• **WHAT YOU HAVE TO DO**
From the records below, work out how many lines carry the string "brown". Leave out everything but the number.
==================================================
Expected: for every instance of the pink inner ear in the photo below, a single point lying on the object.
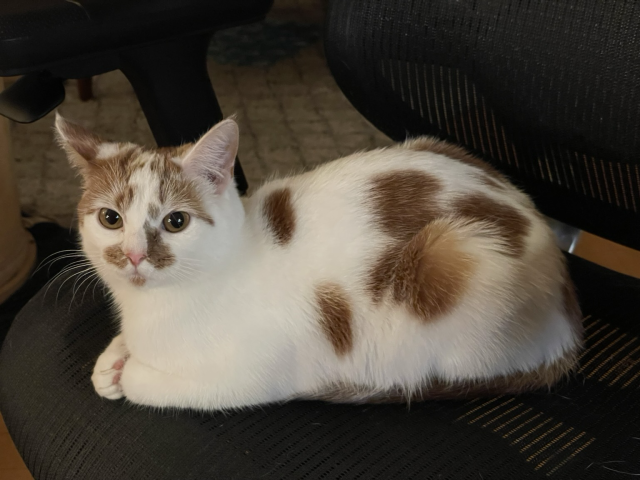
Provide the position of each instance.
(213, 156)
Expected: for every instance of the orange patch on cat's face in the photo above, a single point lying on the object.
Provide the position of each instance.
(112, 176)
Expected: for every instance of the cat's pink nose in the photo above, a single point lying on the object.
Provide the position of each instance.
(136, 257)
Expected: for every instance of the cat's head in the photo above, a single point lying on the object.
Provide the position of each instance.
(152, 217)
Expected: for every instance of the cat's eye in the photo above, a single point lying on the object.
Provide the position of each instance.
(176, 221)
(110, 218)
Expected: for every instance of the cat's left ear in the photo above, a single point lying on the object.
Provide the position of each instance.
(213, 156)
(81, 145)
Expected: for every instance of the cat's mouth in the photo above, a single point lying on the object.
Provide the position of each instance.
(137, 279)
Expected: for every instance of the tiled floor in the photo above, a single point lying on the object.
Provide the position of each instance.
(292, 116)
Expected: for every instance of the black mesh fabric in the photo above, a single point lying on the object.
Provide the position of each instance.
(547, 91)
(64, 430)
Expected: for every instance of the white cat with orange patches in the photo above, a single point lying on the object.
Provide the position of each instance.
(412, 272)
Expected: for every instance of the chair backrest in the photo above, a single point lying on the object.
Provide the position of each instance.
(546, 91)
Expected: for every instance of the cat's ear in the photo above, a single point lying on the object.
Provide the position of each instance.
(213, 156)
(81, 145)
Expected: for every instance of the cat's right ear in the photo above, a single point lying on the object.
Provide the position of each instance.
(81, 145)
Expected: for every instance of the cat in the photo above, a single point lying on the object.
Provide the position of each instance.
(407, 273)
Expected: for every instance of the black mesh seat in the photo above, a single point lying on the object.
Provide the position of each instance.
(64, 430)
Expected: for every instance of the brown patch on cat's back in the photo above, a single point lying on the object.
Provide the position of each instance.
(336, 316)
(277, 209)
(428, 275)
(429, 144)
(404, 201)
(512, 225)
(158, 253)
(115, 256)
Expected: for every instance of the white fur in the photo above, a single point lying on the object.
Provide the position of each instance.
(234, 322)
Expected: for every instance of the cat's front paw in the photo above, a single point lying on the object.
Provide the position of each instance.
(108, 370)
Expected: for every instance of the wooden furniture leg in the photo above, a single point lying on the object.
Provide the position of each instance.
(17, 247)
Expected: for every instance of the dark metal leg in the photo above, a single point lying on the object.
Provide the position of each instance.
(175, 92)
(85, 89)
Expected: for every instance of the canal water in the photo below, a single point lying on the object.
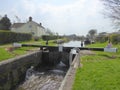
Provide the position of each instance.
(47, 78)
(73, 44)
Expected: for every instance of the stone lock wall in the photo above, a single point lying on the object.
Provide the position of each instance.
(13, 71)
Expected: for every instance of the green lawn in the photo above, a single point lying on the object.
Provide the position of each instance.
(99, 72)
(4, 54)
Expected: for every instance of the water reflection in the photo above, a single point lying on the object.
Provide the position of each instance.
(47, 80)
(73, 44)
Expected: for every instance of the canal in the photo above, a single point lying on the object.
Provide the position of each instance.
(73, 44)
(45, 77)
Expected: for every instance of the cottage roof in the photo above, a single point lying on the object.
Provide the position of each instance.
(17, 25)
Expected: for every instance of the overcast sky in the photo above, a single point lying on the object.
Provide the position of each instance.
(61, 16)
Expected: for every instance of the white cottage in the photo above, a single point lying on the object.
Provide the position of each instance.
(37, 30)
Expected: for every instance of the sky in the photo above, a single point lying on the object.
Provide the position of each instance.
(60, 16)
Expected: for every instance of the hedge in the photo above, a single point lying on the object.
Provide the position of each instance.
(115, 38)
(10, 37)
(50, 37)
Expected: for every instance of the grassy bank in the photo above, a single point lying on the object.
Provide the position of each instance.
(6, 54)
(99, 72)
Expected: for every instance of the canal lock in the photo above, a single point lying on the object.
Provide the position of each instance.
(49, 74)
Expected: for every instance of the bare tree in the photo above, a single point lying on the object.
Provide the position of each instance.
(112, 10)
(92, 33)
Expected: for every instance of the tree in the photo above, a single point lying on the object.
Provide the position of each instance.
(92, 33)
(112, 10)
(5, 23)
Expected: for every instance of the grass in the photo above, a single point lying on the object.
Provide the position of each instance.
(99, 72)
(4, 54)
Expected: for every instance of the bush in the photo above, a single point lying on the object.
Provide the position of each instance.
(50, 37)
(10, 37)
(115, 38)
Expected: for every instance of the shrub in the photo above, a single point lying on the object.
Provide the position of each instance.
(10, 37)
(50, 37)
(115, 38)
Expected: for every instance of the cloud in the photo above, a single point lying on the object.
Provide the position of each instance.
(62, 16)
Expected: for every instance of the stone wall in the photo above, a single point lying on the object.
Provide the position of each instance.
(13, 71)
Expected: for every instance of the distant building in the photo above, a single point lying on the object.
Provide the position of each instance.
(37, 30)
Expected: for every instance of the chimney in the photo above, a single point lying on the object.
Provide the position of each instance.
(40, 24)
(30, 19)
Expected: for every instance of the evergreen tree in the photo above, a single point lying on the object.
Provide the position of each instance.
(5, 23)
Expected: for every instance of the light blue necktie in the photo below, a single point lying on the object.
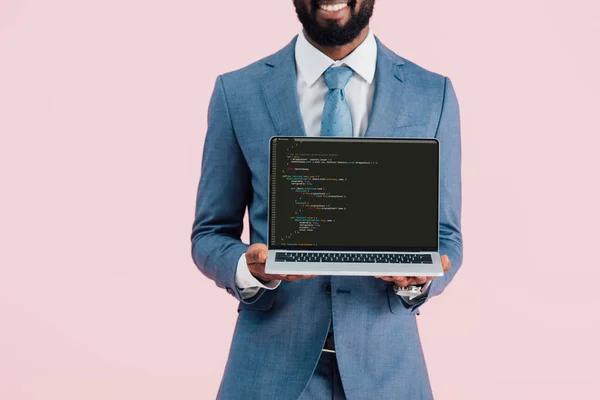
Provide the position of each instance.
(336, 120)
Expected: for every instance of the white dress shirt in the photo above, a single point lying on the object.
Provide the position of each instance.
(312, 92)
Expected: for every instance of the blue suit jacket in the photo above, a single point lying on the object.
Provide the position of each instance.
(279, 334)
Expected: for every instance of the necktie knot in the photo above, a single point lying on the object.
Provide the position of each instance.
(337, 77)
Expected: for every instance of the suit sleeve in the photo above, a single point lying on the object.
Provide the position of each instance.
(223, 194)
(450, 243)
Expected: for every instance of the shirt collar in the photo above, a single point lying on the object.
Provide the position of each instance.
(311, 63)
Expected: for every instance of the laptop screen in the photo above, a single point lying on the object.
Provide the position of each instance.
(353, 194)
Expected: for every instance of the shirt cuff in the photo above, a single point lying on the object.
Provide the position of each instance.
(245, 280)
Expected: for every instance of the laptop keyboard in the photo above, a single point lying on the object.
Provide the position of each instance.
(354, 258)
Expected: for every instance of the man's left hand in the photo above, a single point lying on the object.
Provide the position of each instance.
(403, 281)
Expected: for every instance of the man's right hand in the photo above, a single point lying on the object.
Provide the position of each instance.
(256, 256)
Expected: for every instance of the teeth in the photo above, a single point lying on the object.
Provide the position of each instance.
(334, 7)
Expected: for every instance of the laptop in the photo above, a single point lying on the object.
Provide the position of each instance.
(353, 206)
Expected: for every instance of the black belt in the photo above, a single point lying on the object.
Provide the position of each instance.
(329, 346)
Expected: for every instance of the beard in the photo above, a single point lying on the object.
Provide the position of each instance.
(334, 34)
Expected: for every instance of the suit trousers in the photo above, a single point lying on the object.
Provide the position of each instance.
(325, 383)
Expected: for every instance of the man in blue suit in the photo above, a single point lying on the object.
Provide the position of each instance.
(307, 337)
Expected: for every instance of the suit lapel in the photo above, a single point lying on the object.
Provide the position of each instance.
(390, 94)
(281, 95)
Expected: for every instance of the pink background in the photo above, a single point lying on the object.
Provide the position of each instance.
(102, 116)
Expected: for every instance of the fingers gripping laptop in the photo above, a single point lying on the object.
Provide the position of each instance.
(353, 206)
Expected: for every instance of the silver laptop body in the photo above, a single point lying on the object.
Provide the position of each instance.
(353, 206)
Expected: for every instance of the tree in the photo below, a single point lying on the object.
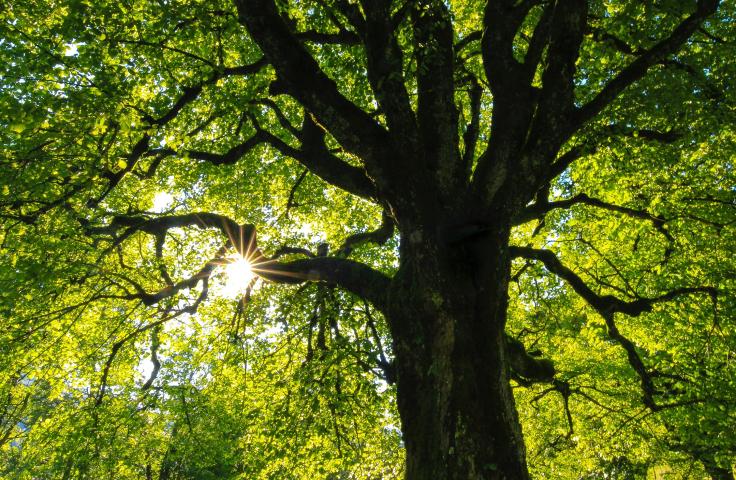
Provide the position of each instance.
(502, 180)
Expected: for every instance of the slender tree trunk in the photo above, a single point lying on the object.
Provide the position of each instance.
(447, 313)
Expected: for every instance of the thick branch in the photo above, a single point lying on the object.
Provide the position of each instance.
(350, 275)
(436, 111)
(301, 75)
(379, 236)
(603, 304)
(607, 306)
(538, 210)
(639, 67)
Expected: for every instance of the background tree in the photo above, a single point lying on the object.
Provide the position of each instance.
(465, 197)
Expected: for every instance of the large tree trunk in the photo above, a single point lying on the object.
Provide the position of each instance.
(447, 313)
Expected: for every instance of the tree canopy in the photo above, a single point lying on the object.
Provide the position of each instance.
(420, 189)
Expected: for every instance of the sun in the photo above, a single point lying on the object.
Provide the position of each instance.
(239, 275)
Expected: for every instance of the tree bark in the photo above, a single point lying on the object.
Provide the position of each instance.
(447, 311)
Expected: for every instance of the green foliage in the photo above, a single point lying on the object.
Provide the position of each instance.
(288, 384)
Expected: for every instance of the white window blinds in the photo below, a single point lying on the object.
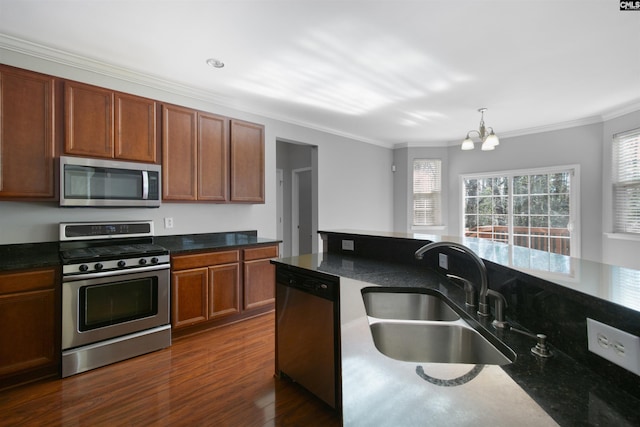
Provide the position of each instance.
(427, 192)
(626, 182)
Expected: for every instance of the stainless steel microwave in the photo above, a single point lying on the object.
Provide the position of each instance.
(109, 183)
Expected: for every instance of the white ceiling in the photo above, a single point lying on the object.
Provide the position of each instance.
(385, 72)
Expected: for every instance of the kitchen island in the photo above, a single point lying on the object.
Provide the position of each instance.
(378, 390)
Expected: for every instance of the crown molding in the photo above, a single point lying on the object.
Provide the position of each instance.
(78, 62)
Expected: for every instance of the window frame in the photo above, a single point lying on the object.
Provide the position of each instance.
(574, 196)
(438, 221)
(618, 227)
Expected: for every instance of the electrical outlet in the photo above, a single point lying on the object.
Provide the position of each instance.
(615, 345)
(347, 245)
(168, 222)
(443, 261)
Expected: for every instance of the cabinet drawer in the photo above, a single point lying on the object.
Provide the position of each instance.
(260, 253)
(27, 281)
(182, 262)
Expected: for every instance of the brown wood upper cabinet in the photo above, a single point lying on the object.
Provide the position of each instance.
(107, 124)
(27, 134)
(210, 158)
(247, 162)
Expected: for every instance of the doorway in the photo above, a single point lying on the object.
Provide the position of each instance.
(302, 229)
(297, 184)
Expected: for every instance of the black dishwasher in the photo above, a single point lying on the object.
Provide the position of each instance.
(308, 331)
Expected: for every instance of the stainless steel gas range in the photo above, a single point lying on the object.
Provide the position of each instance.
(115, 293)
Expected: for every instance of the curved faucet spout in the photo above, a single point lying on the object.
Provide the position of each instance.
(483, 307)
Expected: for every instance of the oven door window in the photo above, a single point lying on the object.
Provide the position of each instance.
(113, 303)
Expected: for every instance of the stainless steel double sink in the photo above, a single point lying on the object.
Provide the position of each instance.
(421, 325)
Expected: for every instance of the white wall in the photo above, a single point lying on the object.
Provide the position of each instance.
(616, 250)
(354, 178)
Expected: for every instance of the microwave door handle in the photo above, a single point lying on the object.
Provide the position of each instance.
(145, 185)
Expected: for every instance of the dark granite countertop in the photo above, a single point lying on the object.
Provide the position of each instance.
(29, 256)
(185, 243)
(378, 390)
(39, 255)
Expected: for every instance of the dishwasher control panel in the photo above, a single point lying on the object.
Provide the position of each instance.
(321, 286)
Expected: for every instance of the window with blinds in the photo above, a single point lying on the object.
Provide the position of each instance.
(626, 182)
(427, 190)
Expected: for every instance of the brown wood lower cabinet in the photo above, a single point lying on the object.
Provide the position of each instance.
(214, 288)
(29, 331)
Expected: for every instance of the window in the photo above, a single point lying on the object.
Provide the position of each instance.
(626, 182)
(427, 192)
(531, 209)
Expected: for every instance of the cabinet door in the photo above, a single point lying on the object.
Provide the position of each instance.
(213, 158)
(135, 120)
(28, 331)
(259, 283)
(189, 297)
(29, 340)
(224, 290)
(88, 120)
(179, 153)
(247, 162)
(27, 140)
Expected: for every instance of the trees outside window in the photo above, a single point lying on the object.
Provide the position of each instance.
(529, 209)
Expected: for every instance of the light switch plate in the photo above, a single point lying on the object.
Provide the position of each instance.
(443, 261)
(619, 347)
(347, 245)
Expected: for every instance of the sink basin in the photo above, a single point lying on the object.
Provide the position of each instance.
(437, 343)
(407, 304)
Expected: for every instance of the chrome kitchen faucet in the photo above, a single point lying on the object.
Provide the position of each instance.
(483, 307)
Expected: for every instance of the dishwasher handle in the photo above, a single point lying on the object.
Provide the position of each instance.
(318, 287)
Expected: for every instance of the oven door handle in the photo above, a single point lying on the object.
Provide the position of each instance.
(84, 276)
==================================================
• **EXERCISE RESULT**
3